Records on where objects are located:
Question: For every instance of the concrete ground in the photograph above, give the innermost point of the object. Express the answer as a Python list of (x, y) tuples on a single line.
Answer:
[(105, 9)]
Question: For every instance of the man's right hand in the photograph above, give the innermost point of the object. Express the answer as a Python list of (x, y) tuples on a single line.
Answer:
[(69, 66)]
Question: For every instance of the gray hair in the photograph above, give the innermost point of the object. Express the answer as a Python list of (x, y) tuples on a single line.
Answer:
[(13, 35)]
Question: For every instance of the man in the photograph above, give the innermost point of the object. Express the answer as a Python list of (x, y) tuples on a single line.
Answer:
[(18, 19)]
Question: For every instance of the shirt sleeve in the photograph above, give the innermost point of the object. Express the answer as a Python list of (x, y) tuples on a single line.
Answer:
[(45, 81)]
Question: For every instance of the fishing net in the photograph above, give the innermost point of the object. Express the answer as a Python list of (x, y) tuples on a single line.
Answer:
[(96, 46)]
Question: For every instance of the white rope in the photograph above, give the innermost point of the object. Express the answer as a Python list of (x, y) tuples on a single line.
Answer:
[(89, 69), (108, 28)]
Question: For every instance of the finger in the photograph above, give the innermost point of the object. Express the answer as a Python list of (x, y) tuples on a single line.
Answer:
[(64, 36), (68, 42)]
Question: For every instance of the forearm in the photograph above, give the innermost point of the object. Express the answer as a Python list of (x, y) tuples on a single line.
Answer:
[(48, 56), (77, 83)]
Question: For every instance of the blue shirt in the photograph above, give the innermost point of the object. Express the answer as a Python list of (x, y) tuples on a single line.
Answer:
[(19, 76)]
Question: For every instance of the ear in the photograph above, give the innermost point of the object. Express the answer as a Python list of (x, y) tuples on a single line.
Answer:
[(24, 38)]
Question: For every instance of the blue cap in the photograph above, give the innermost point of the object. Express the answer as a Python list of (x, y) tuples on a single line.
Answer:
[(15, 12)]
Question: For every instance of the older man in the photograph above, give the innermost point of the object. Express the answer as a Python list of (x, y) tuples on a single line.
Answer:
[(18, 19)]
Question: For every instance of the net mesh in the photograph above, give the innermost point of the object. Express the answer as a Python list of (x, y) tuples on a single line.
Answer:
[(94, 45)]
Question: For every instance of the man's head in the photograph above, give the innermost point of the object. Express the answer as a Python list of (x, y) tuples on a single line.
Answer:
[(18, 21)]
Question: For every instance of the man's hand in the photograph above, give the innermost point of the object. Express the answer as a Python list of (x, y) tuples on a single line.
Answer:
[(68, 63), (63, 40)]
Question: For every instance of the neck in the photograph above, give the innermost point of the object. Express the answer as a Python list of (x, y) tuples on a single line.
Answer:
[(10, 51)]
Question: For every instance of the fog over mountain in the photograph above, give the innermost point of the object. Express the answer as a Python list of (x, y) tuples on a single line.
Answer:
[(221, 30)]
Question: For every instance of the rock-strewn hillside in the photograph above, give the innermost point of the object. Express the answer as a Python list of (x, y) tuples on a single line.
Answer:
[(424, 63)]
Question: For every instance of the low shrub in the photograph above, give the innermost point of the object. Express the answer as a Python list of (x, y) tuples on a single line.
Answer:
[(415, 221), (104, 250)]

Work to be completed:
Could you quote every line of the material above verbatim?

Solution for this exercise:
Question: For every instance of the concrete ground in the photograph above, give the innermost point of the object. Express the answer as a Python list of (x, y) tuples on a single line.
Answer:
[(105, 9)]
Question: For every instance of the man's right hand in the photograph above, give the innermost point of the object. Express the answer as a Python list of (x, y) tuples on a single line.
Answer:
[(69, 66)]
Question: For every instance of the gray hair in the photograph above, give the innermost point of the object. Express the answer as a Python list of (x, y) tuples on a single line.
Answer:
[(13, 35)]
Question: For every instance of the man in the photograph above, give the innermost point of the object. Express the answer as a Python list of (x, y) tuples on a single line.
Answer:
[(18, 19)]
Question: For every instance of the shirt sleeve in the photograph above, give the innermost point of the object. Express the answer as a Python list of (x, y) tuples on a single line.
Answer:
[(45, 81)]
Question: For every instance of the fishing net in the photograph above, give the innermost point of the object. Express the answer as a Python list of (x, y) tuples on a single line.
Answer:
[(96, 46)]
Question: For every instance of the white rope in the photograph above, give the innermost point of the object. Express the answer as a Python list of (x, y) tuples on a single line.
Answer:
[(89, 69), (108, 28)]
Question: For every instance of the finger in the photograph above, give the innermost point of the object. Express the answer as a Python list of (x, y) tuples on a single line.
Answer:
[(64, 36), (68, 42)]
Question: For every instance of the forearm in the photograph above, give the innermost point of the object. Express the answer as a Python list of (x, y) tuples on a single line.
Answer:
[(48, 56), (77, 83)]
Question: For every instance of the blue shirt in the photograph above, give the innermost point of the object. Express the answer as a Python list of (x, y) tuples on a single line.
Answer:
[(19, 76)]
Question: For every instance of the ear in the photograph above, give the innermost point of the object. Express the answer as a Python list of (x, y) tuples on a single line.
Answer:
[(24, 38)]
Question: For every instance of the blue cap in the photograph above, give the innermost point of the object. Express the answer as a Python list of (x, y) tuples on a single line.
Answer:
[(15, 12)]
Question: For every instance of the older man in the photograph above, give the innermost point of the object. Express the answer as a Python list of (x, y) tuples on a single line.
Answer:
[(18, 19)]
Question: For every instance of the net mesh in the photograph above, give the innermost point of the object. Express the answer as a Python list of (x, y) tuples on a single line.
Answer:
[(94, 45)]
Question: For every instance of the man's head in the photograph above, give the innermost point of the object. Express the answer as a Python list of (x, y) tuples on a single line.
Answer:
[(18, 21)]
Question: For every instance of the man's hand in the photograph above, give the innermost point of the object. Express the answer as a Python list of (x, y) tuples on a single line.
Answer:
[(68, 63), (63, 40)]
Question: For every instance of the neck in the photograph above, give the innermost point of the object. Express the answer as a Python list of (x, y) tuples on a single line.
Answer:
[(10, 51)]
Question: For every instance of the fog over mountain in the photograph above, give the innermost point of the object. Express the answer as a Python list of (x, y) tuples on a single line.
Answer:
[(221, 30)]
Question: For every instance of the rock-strewn hillside in the photograph above, give the innermost point of the object. Express the answer as a Python list of (x, y) tuples on a single line.
Answer:
[(424, 63)]
Question: For every instance of the low shrub in the photograph above, give the innermost point of the object. Express the answer as a Python list of (x, y) tuples on a single line.
Answer:
[(415, 221), (104, 250)]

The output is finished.